◆ **Data for the task**:
START
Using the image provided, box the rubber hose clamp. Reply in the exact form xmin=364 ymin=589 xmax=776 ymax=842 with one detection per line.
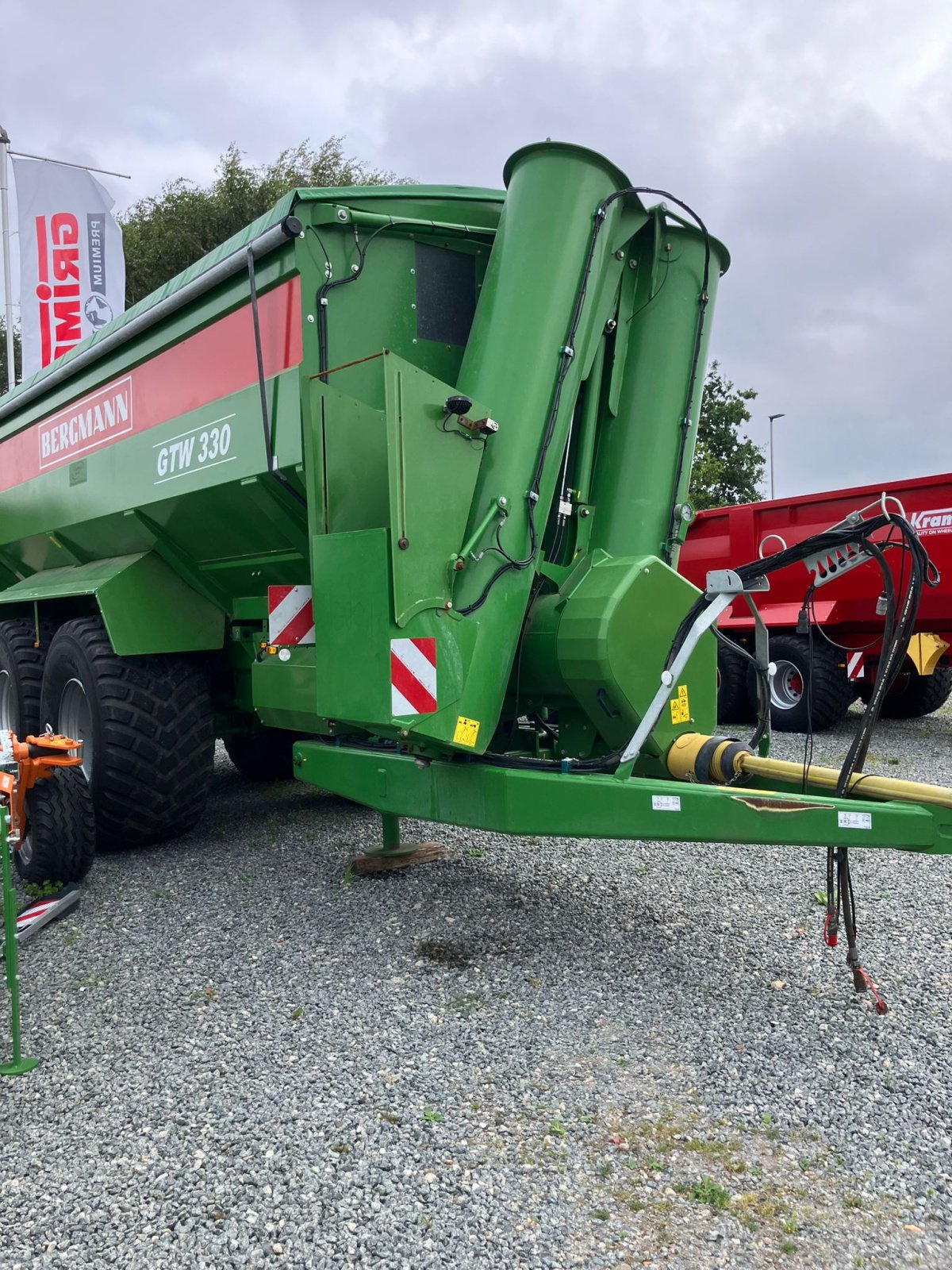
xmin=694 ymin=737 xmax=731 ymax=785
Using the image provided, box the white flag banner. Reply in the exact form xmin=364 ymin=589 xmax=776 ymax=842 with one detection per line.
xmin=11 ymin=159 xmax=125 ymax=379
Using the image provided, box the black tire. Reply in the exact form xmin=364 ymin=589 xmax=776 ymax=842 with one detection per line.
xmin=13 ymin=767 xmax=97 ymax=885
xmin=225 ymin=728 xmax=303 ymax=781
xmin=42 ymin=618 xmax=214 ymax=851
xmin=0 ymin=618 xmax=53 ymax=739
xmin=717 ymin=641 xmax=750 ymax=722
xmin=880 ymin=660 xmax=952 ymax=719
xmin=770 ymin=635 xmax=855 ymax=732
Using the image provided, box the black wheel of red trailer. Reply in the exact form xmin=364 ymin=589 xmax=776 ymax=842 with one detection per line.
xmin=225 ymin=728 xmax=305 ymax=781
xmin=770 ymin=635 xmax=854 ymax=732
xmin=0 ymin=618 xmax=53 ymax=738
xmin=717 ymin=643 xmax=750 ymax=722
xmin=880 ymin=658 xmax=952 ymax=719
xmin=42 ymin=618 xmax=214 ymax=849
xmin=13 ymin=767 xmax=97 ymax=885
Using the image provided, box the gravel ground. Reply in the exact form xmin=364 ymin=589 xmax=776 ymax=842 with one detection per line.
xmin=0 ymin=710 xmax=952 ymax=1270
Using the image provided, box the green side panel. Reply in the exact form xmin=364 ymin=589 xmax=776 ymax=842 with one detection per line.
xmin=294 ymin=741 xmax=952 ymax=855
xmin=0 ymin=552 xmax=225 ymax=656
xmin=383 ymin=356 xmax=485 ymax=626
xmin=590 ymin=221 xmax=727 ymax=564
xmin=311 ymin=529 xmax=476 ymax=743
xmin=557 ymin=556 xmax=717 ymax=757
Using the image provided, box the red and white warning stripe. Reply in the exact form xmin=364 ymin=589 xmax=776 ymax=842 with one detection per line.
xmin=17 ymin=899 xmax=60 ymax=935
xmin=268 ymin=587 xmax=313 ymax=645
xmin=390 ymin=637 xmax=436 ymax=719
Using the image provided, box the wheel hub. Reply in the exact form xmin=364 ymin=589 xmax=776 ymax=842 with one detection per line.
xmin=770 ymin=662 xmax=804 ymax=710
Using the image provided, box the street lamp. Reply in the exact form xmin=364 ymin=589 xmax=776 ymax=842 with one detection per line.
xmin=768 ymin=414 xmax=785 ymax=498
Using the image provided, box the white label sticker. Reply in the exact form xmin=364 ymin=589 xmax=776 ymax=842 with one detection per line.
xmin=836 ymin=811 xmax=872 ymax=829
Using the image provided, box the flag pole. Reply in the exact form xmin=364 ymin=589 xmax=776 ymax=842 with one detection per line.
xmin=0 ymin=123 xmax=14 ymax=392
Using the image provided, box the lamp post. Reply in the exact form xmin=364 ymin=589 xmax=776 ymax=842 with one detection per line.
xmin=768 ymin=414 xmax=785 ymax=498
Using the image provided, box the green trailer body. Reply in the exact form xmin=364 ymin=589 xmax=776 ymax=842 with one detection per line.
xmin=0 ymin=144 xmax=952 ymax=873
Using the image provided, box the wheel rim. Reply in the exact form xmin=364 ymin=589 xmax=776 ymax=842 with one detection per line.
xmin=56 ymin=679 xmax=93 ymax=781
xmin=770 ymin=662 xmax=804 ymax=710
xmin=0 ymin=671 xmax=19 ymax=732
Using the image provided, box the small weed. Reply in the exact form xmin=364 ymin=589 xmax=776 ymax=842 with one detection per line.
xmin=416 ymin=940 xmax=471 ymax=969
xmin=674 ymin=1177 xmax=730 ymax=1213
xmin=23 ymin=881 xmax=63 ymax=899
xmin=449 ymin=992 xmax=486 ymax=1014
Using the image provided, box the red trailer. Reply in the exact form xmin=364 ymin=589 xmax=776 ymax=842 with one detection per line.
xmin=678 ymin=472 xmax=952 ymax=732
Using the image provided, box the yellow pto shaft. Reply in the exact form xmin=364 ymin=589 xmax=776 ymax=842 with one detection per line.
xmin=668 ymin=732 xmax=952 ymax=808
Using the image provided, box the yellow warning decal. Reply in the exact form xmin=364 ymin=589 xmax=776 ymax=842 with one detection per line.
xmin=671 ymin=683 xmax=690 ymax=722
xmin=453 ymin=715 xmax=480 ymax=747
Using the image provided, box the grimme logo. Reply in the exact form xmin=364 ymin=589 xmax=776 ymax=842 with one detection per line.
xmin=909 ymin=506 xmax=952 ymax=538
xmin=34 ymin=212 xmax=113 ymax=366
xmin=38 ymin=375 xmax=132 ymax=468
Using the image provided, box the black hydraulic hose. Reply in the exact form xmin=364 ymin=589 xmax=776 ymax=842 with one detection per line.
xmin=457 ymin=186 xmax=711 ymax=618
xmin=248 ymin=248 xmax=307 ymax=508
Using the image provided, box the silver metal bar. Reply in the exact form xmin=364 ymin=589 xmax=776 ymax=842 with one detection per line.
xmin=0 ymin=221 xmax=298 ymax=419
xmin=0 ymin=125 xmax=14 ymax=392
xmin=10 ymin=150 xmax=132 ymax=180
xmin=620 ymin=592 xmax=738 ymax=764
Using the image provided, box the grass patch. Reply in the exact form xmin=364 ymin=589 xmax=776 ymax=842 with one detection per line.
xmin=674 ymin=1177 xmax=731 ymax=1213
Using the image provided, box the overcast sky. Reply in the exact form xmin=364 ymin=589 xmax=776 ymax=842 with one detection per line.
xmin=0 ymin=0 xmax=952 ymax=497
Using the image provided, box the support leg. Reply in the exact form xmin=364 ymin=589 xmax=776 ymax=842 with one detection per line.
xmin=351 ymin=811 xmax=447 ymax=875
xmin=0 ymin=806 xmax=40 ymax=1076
END
Repeat all of the material above line for line without changing anything, but leave out the picture.

Using the image provided, box the rubber hose clamp. Reply in the exact form xmin=364 ymin=589 xmax=776 ymax=842 with one detection per line.
xmin=694 ymin=737 xmax=731 ymax=785
Using the image provided, box the white flag banner. Reply in the exact form xmin=364 ymin=589 xmax=776 ymax=842 with one detection per line.
xmin=11 ymin=159 xmax=125 ymax=379
Using the image provided, box the black tire. Reply in the exact form xmin=364 ymin=589 xmax=776 ymax=842 with one detection per line.
xmin=13 ymin=767 xmax=97 ymax=885
xmin=225 ymin=728 xmax=303 ymax=781
xmin=42 ymin=618 xmax=214 ymax=851
xmin=0 ymin=618 xmax=53 ymax=739
xmin=717 ymin=641 xmax=750 ymax=722
xmin=880 ymin=660 xmax=952 ymax=719
xmin=770 ymin=635 xmax=855 ymax=732
Using the image provided, box the black wheel of red trailer. Reply in the exact form xmin=364 ymin=589 xmax=776 ymax=842 with one detection per line.
xmin=225 ymin=728 xmax=305 ymax=781
xmin=770 ymin=635 xmax=854 ymax=732
xmin=0 ymin=618 xmax=53 ymax=738
xmin=717 ymin=643 xmax=750 ymax=722
xmin=880 ymin=658 xmax=952 ymax=719
xmin=42 ymin=618 xmax=214 ymax=849
xmin=13 ymin=767 xmax=97 ymax=885
Using the image provided, box the gravel ground. Reply in the exact form xmin=364 ymin=589 xmax=776 ymax=842 with one detection per line.
xmin=0 ymin=710 xmax=952 ymax=1270
Using the image provided, box the green side panel. Reply in the exact form xmin=364 ymin=589 xmax=776 ymax=842 with one detection per line.
xmin=294 ymin=741 xmax=952 ymax=855
xmin=0 ymin=552 xmax=225 ymax=656
xmin=383 ymin=356 xmax=485 ymax=626
xmin=590 ymin=221 xmax=727 ymax=564
xmin=311 ymin=529 xmax=476 ymax=743
xmin=557 ymin=556 xmax=717 ymax=757
Using the image provided, box the red and white warning stripe. Reply in the exact form xmin=364 ymin=589 xmax=776 ymax=842 with one detection per line.
xmin=17 ymin=899 xmax=60 ymax=935
xmin=268 ymin=587 xmax=313 ymax=645
xmin=390 ymin=637 xmax=436 ymax=719
Using the image provided, box the wheel hub. Reply in the exact form xmin=364 ymin=589 xmax=776 ymax=842 with one detection per line.
xmin=770 ymin=662 xmax=804 ymax=710
Using the image provided, box the street lamp. Reply in the exact form xmin=364 ymin=589 xmax=776 ymax=842 with one detection per line.
xmin=768 ymin=414 xmax=785 ymax=498
Using the image provided, box the white label sticker. Reply in the exact form xmin=364 ymin=589 xmax=776 ymax=842 with one detection per line.
xmin=836 ymin=811 xmax=872 ymax=829
Using the image provided, box the flag pole. Reply in the exact form xmin=364 ymin=589 xmax=776 ymax=842 with one detection per line.
xmin=0 ymin=123 xmax=14 ymax=392
Using the image provided, box the lamp post. Reply in the exact form xmin=364 ymin=589 xmax=776 ymax=842 with one detection per line.
xmin=768 ymin=414 xmax=785 ymax=498
Using the image provided, box the green trailer body. Reply in the exact form xmin=364 ymin=589 xmax=776 ymax=842 with one detection per line.
xmin=0 ymin=144 xmax=952 ymax=873
Using the image provided, box the wheel rim. Reply in the exact form xmin=364 ymin=589 xmax=776 ymax=842 with one detection per line.
xmin=56 ymin=679 xmax=93 ymax=781
xmin=770 ymin=662 xmax=804 ymax=710
xmin=0 ymin=671 xmax=19 ymax=732
Using the image provided, box the small weed. Reply in the exact form xmin=364 ymin=589 xmax=776 ymax=842 with one detection per line.
xmin=416 ymin=940 xmax=471 ymax=969
xmin=674 ymin=1177 xmax=730 ymax=1213
xmin=23 ymin=881 xmax=63 ymax=899
xmin=449 ymin=992 xmax=486 ymax=1014
Using the image provided, box the red trailer. Reply in the exact form xmin=364 ymin=589 xmax=776 ymax=842 with one detection per line.
xmin=678 ymin=472 xmax=952 ymax=732
Using the image provided, box the yellow pto shaft. Reply in the exact form xmin=364 ymin=589 xmax=776 ymax=842 with one detection per line.
xmin=668 ymin=732 xmax=952 ymax=808
Using the image provided, box the yellow warning decal. Reply in the exact form xmin=364 ymin=589 xmax=776 ymax=842 with one detection per line.
xmin=671 ymin=683 xmax=690 ymax=722
xmin=453 ymin=715 xmax=480 ymax=747
Using the image provided, box the grimme logo. Reply in the exact form xmin=364 ymin=589 xmax=776 ymax=842 with one detection per line.
xmin=909 ymin=506 xmax=952 ymax=538
xmin=34 ymin=212 xmax=113 ymax=366
xmin=38 ymin=375 xmax=132 ymax=468
Using the image provided, box the black hydraulic hose. Reply in the exact form xmin=364 ymin=589 xmax=776 ymax=842 with one detection per line.
xmin=457 ymin=186 xmax=711 ymax=618
xmin=248 ymin=248 xmax=307 ymax=508
Using the image provided, box the silver metal bar. Reply in the exact form xmin=364 ymin=589 xmax=776 ymax=842 with one detection per line.
xmin=0 ymin=221 xmax=298 ymax=419
xmin=0 ymin=125 xmax=14 ymax=392
xmin=10 ymin=150 xmax=132 ymax=180
xmin=620 ymin=592 xmax=738 ymax=764
Using the image provided, box the grass patch. Reply in the exact form xmin=364 ymin=589 xmax=776 ymax=842 with one detection per line.
xmin=674 ymin=1177 xmax=731 ymax=1213
Using the image provided, box the overcast sky. Reply in the exact form xmin=364 ymin=589 xmax=776 ymax=842 with one detection per line.
xmin=0 ymin=0 xmax=952 ymax=497
Using the image provided, box the support leg. Reply in the exact form xmin=364 ymin=589 xmax=776 ymax=842 with one detection per line.
xmin=351 ymin=811 xmax=447 ymax=875
xmin=0 ymin=806 xmax=40 ymax=1076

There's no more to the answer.